=== Exercise tasks ===
A. In the news item about Cargill's glucosamine patents, rewrite the passage starting with "By Hank Schultz" and going on through "producing vegan glucosamine.", changing "amended" to "revised".
B. According to the news item about Cargill's glucosamine patents, where is the Regenasure ingredient produced?
C. Using the news item about Cargill's glucosamine patents, decide whether each statement agrees with it. Answer yes or no, and quote the deciding words.
(i) Most glucosamine comes from shellfish.
(ii) TSI Group acknowledges liability to Cargill.
(iii) Cargill obtained its second patent in September 2010.

=== Page excerpt ===
┌────────

By Hank Schultz , 04-Dec-2012
Last updated the 04-Dec-2012 at 15:47 GMT

Cargill and TSI Group have amended an agreement on the intellectual property surrounding Cargill’s patented technology for producing vegan glucosamine.

TSI Group and its US arm, TSI Group USA, does not acknowledge any liability to Cargill, the company said, but does agree the patents are valid and enforceable.

Cargill obtained the first of the two patents in September, 2010 and the second in October, 2011. Cargill’s technology allows the extraction of glucosamine from a variety of fungal biomass feedstocks that contain chitin. Most glucosamine is derived from shellfish.

Import vs. US-made

Cargill’s ingredient is branded as Regenasure and is produced at its Eddyville, IA plant.  The ingredient has GRAS status.

“The amended license agreement will permit TSI Group Ltd. to import and sell agreed quantities of non-shellfish glucosamine in the US and Canada, subject to other terms and conditions of the agreements,” said Joe Zhou, TSI Group Ltd. co-founding partner and CEO.

└────────

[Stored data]
┌────────

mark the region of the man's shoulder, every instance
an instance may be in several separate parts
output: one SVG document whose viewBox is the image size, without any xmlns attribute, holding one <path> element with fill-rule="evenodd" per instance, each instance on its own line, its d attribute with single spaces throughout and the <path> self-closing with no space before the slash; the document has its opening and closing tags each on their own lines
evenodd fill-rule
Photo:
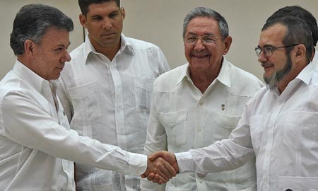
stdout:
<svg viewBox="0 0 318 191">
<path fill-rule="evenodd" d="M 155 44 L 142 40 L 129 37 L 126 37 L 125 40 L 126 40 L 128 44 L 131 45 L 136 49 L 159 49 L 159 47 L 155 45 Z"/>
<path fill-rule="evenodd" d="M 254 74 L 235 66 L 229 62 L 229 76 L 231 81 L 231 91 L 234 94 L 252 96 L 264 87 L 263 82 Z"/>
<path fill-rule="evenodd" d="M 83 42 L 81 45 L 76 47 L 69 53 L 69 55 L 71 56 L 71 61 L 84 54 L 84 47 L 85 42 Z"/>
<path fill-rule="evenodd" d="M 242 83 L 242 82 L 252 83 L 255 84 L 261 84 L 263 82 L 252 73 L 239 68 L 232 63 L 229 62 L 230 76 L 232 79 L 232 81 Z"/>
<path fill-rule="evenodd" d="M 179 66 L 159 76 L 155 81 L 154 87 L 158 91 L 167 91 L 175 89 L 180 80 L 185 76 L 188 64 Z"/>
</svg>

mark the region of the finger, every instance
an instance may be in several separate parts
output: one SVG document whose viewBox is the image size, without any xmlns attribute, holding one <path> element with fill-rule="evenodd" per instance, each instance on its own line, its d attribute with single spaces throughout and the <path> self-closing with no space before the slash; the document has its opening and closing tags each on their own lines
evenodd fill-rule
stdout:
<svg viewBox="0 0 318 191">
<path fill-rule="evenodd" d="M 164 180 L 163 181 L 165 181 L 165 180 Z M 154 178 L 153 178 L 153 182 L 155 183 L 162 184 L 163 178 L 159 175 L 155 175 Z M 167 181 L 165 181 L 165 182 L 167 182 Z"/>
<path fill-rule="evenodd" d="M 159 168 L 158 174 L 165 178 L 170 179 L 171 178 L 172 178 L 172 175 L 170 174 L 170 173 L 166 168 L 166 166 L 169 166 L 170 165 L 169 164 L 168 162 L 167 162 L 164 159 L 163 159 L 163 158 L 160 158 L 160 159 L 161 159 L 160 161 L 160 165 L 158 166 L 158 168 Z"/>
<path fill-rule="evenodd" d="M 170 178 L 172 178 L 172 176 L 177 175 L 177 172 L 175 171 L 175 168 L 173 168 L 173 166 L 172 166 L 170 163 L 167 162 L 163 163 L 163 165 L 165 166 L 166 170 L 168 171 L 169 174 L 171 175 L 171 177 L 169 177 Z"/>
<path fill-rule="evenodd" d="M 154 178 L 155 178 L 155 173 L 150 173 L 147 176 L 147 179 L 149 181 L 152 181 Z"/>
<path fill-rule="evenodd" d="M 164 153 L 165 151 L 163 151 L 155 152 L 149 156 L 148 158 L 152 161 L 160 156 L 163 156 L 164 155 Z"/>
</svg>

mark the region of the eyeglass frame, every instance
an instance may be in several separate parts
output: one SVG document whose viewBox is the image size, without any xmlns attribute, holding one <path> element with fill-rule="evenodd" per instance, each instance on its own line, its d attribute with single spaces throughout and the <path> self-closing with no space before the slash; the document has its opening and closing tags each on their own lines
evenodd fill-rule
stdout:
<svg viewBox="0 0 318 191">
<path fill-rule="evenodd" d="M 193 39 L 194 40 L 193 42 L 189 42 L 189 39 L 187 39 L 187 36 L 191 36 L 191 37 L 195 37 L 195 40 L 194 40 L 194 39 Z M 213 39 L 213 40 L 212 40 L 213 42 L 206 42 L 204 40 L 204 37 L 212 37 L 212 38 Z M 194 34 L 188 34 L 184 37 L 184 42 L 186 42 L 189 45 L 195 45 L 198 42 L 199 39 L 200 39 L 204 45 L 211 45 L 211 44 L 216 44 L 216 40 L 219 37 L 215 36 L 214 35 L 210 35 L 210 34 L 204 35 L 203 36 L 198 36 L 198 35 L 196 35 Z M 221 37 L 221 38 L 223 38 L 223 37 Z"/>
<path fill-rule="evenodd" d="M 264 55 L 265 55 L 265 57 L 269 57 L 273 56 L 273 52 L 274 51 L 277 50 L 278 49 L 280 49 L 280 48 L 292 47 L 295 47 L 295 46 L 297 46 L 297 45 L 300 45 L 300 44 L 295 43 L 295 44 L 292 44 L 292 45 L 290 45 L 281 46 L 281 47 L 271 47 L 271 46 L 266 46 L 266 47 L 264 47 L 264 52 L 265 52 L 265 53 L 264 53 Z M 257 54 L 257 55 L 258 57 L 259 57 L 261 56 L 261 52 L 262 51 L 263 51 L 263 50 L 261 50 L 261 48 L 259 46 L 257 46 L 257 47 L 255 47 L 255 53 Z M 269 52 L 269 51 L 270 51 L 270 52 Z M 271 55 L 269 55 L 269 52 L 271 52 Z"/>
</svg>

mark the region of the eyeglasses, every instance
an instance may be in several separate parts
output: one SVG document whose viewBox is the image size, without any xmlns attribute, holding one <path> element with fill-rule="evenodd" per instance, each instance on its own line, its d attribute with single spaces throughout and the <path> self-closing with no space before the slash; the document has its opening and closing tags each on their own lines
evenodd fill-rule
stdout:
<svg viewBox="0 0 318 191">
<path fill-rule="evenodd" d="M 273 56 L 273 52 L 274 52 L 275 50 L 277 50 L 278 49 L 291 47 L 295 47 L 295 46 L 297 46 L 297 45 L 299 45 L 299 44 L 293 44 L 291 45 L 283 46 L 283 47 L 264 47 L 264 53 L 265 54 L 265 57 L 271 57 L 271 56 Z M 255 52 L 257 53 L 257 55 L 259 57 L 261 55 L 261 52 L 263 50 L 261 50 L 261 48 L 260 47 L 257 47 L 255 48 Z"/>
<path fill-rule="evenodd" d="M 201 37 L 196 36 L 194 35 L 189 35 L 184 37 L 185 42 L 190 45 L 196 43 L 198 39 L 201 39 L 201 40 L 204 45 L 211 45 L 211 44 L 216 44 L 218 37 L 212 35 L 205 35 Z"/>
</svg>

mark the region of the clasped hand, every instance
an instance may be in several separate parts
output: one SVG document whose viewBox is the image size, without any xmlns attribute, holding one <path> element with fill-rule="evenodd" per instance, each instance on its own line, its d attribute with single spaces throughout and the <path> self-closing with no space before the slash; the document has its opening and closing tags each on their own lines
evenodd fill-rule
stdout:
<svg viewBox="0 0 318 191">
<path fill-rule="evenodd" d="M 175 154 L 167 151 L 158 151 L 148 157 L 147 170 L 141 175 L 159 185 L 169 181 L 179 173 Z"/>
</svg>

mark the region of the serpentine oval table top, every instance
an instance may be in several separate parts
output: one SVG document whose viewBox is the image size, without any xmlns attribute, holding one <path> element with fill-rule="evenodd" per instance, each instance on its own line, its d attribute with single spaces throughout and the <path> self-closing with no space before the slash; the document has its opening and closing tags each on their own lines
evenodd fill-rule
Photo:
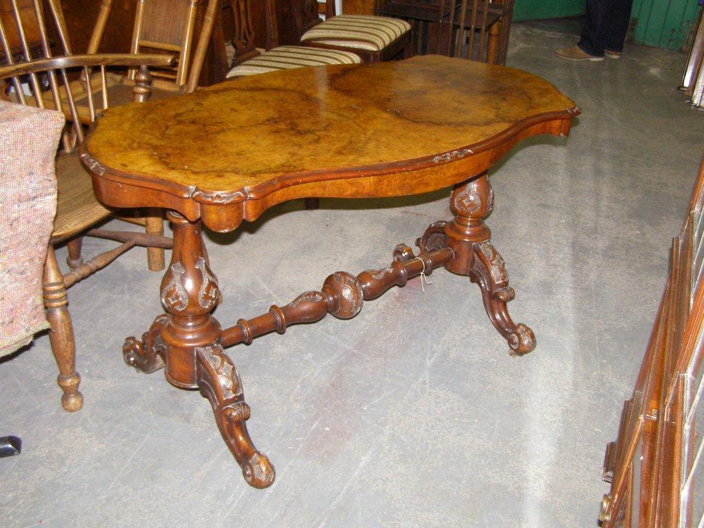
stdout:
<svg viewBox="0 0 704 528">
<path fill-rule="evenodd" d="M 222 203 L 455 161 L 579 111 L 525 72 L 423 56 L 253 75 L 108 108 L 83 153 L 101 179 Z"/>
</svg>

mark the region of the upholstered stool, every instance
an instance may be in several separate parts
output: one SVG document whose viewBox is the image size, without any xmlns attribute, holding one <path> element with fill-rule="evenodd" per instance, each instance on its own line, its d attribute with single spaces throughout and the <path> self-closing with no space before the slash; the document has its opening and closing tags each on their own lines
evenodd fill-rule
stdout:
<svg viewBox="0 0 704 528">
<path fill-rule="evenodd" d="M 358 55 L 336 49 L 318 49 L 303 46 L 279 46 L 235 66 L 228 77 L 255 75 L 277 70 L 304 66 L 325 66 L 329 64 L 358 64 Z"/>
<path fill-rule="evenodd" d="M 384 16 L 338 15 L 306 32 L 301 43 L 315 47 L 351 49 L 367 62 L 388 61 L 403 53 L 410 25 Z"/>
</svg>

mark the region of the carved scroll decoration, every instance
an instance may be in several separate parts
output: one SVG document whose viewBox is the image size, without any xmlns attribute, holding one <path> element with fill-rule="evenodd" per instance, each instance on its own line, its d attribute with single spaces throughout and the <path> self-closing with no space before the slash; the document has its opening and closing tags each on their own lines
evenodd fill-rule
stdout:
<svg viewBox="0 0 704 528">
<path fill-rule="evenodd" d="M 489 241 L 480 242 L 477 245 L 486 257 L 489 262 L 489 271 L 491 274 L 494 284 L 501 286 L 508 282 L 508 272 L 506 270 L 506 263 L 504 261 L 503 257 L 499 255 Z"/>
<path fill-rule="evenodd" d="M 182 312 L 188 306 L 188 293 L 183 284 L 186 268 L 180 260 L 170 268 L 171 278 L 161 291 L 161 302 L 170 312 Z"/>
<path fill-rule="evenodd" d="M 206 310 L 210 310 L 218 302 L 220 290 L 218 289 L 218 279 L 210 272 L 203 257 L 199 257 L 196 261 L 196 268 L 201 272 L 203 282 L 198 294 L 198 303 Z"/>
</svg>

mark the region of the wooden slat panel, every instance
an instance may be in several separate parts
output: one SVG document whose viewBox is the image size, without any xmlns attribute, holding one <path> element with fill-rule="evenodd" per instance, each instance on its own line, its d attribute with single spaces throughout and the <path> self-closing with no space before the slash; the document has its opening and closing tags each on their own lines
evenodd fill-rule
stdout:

└────────

=== Answers per task ===
A.
By Hank Schultz , 04-Dec-2012
Last updated the 04-Dec-2012 at 15:47 GMT

Cargill and TSI Group have revised an agreement on the intellectual property surrounding Cargill’s patented technology for producing vegan glucosamine.

B. At Cargill's Eddyville, IA plant.

C.
(i) Yes: "Most glucosamine is derived from shellfish."
(ii) No: "does not acknowledge any liability to Cargill"
(iii) No: "the second in October, 2011"